セルフマネジメントは、いくつかの要素で構成されています。ここでは、「心」「体」「行動」に分けてご紹介します。

セルフマネジメントは「心」を前向きにすることが重要

セルフマネジメントではまず、「心」を前向きにすることが重要です。心と体、そして行動は密接に関係していて、心が前向きに安定すれば、身体にも活力がみなぎり、行動できるようになるからです。

心を前向きにするには、「メンタルヘルスケア」「レジリエンス(回復力)」「アンガーマネジメント」「ワークエンゲージメント」などの手法が役立ちます。

まず、やりがいを持ってイキイキと働けるように、「メンタルヘルスケア」を行い自身の心を整えることが基本です。ストレスや怒りの感情はメンタルをブレさせるので、ストレスからの回復力である「レジリエンス」、怒りの感情をうまくコントロールする「アンガーメンジメント」も重要です。

また、「ワークエンゲージメント」も大切な要素。ワークエンゲージメントとは、文字通り仕事に対するエンゲージメント(関係性)のことで、仕事が楽しくて仕方ない状態を「ワークエンゲージメントが高い状態」といいます。

ワークエンゲージメントは「熱意=仕事に誇りややりがいを感じている」「没頭=仕事に熱心に取り組んでいる」「活力=仕事から活力を得てイキイキとしている」で構成されており、これらを意識することで仕事が楽しくなり、気持ちも前向きになるとされています。

- 問題文: セルフマネジメントについての文書本文では、セルフマネジメントにおいてまず「心」を前向きにすることが重要だとしている。その理由を本文に即して説明せよ。

- データセット項目:
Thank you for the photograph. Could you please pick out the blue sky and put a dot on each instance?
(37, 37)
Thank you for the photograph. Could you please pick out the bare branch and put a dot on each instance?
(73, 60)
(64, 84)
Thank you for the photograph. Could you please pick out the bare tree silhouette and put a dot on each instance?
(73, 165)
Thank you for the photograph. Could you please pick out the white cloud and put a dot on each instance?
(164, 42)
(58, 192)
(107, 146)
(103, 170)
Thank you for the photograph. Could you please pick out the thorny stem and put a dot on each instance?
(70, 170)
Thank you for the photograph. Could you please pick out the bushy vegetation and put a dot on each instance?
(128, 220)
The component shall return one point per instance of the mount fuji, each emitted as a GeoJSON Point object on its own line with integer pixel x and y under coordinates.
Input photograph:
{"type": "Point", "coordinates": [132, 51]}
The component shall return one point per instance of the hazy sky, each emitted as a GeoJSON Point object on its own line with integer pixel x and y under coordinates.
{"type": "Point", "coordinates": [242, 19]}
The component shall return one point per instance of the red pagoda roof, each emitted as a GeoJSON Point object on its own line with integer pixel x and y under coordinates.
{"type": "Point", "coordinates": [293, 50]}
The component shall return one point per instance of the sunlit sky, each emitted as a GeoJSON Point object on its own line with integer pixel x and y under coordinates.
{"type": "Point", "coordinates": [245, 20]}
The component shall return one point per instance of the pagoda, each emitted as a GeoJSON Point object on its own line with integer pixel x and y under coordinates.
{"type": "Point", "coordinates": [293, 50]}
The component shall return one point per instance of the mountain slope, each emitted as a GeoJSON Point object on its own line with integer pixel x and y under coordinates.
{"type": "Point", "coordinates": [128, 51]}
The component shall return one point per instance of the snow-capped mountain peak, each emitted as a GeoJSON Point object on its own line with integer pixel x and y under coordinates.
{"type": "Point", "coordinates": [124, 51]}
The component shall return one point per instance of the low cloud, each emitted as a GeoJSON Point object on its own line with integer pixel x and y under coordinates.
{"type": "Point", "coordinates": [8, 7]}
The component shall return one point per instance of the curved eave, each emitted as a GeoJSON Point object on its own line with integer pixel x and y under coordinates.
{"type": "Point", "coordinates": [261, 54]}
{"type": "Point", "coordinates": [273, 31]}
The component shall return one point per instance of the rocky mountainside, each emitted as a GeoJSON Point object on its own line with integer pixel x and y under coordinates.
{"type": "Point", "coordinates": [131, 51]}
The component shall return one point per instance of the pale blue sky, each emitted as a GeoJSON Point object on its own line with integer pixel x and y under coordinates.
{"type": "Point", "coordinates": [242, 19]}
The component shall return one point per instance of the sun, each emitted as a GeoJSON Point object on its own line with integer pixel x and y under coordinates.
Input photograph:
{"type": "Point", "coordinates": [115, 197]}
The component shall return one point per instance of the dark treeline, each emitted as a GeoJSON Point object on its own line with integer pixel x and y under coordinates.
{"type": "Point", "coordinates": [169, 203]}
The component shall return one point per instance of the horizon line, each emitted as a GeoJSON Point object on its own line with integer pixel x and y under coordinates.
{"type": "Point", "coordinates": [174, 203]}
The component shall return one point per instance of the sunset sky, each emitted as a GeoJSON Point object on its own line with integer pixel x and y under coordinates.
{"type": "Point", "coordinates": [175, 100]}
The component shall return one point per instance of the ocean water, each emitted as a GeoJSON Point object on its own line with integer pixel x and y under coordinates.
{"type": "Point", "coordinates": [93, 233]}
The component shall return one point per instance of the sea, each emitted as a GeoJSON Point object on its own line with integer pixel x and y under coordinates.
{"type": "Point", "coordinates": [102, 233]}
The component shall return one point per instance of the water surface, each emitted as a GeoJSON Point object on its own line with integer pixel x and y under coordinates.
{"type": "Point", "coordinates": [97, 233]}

- 演習結果: 心と体、そして行動は密接に関係している。そのため、心が前向きに安定すれば身体にも活力がみなぎり、行動できるようになるからである。